**Exercise requirements:** Update every row below by replacing "Place a point for each instance" with "Mark one point per instance". Leave all other text unchanged.

# START OF Data section

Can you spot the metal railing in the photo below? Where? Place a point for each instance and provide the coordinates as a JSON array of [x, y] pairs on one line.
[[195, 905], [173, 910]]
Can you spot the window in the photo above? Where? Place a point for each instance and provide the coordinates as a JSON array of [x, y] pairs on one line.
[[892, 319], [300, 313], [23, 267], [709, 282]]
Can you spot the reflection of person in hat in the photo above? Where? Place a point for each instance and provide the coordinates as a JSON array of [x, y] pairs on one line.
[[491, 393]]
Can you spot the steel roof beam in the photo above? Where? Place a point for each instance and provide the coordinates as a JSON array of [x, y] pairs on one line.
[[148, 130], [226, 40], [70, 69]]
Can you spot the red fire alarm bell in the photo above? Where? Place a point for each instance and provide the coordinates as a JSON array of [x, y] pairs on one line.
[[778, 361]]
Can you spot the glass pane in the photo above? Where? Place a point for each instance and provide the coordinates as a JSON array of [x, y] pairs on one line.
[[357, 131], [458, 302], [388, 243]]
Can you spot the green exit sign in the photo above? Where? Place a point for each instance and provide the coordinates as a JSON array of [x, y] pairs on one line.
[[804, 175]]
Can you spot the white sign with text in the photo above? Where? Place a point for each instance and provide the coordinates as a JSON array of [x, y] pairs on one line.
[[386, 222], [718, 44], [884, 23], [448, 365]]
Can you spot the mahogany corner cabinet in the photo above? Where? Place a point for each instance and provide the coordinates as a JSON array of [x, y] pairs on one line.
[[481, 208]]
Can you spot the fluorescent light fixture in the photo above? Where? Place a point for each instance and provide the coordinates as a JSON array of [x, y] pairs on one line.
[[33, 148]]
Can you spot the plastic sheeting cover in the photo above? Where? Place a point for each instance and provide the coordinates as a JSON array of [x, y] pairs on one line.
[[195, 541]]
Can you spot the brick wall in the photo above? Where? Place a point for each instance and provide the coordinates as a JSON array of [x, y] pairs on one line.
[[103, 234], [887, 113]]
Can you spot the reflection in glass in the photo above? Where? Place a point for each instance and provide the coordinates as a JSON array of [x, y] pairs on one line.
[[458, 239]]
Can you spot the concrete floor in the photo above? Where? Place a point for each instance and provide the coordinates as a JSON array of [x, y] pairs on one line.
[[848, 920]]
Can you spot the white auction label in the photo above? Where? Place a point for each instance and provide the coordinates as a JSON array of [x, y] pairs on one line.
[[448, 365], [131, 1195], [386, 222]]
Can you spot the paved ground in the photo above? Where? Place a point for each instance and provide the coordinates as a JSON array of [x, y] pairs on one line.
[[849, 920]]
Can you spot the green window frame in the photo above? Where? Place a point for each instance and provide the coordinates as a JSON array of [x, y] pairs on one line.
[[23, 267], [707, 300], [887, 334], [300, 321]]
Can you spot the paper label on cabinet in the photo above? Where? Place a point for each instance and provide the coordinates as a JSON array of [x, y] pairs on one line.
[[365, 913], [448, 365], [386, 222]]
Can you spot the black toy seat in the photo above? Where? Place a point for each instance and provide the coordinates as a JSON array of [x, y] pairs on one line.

# END OF Data section

**Output for this exercise:**
Can you spot the metal railing in the photo below? Where? Mark one point per instance and provide the coordinates as a JSON array of [x, y] pairs on one line.
[[195, 905], [173, 910]]
Can you spot the window in the photo above? Where? Mark one point per instance and provide the coordinates as a JSON array of [x, y] pairs on one line.
[[892, 319], [300, 313], [23, 267], [709, 282]]
Can you spot the reflection of person in hat in the photo above? Where? Mark one point per instance and provide the coordinates as a JSON array of [x, y] pairs on one line.
[[491, 393]]
Can you spot the steel roof beam in the photo above? Where? Mark one point per instance and provide the coordinates as a JSON array of [x, y] pairs on one line.
[[148, 130], [226, 40], [70, 69]]
Can you spot the red fire alarm bell in the photo above? Where? Mark one point per instance and provide the coordinates as a JSON array of [x, y] pairs on one line.
[[778, 361]]
Can you spot the glass pane in the photo above? Where? Mark one point per instance and provide the coordinates as a JSON array of [x, y] pairs on one line.
[[357, 131], [458, 302], [388, 243]]
Can you spot the green exit sign in the photo above? Where? Mark one point per instance and provide the coordinates as a JSON array of [x, y] pairs on one line.
[[804, 175]]
Can you spot the white sign with text in the photo above? Where? Mark one point per instance and provide the coordinates as a JSON array of [x, y] pairs on one line.
[[386, 222], [718, 44], [884, 23], [448, 365]]
Can you spot the mahogany corner cabinet in the photo above? Where? Mark one point per instance and provide the coordinates as a JSON array of [x, y] pairs on one line.
[[481, 208]]
Can you spot the fluorescent light fixture in the photo above? Where? Mark one point per instance and provide the coordinates as a JSON array of [x, y] pairs on one line.
[[33, 148]]
Can you spot the plastic sheeting cover in the photo above? Where? Mark one point per instance and provide the coordinates as a JSON array of [x, y] pairs on one line.
[[195, 541]]
Can you spot the brick wall in the photo above? Where? Mark one point per instance and provide the coordinates as a JSON array of [x, y] pairs on one line.
[[103, 234], [887, 113]]
Can you spot the reflection in glass in the photo above? Where? Mark one point per instance and provide the coordinates as a JSON array of [x, y] pairs on one line.
[[458, 239]]
Can you spot the concrete floor in the photo above? Where? Mark one point per instance and provide the coordinates as a JSON array of [x, y] pairs on one line.
[[848, 920]]
Can you spot the white auction label in the photo above? Where? Mark one point per instance and provide the coordinates as a JSON array of [x, y] pairs on one line.
[[448, 365], [131, 1195], [386, 222]]
Can you spot the paved ground in the photo above? Where? Mark one point per instance and provide the coordinates as a JSON array of [x, y] pairs on one line.
[[849, 920]]
Can you spot the green window frame in the photo above? Where? Mark one point per instance and provide the coordinates as a JSON array of [x, y] pairs on one line.
[[23, 267], [707, 300], [887, 334], [300, 321]]
Can you spot the paper label on cabinet in the photo above? Where? Mark one point per instance and provide the coordinates as a JSON array of [x, y] pairs on one line.
[[365, 913], [448, 365], [386, 222]]
Can you spot the black toy seat in the photo above? Where? Mark one point per instance and provide the coordinates as a JSON array of [x, y] pairs on one line.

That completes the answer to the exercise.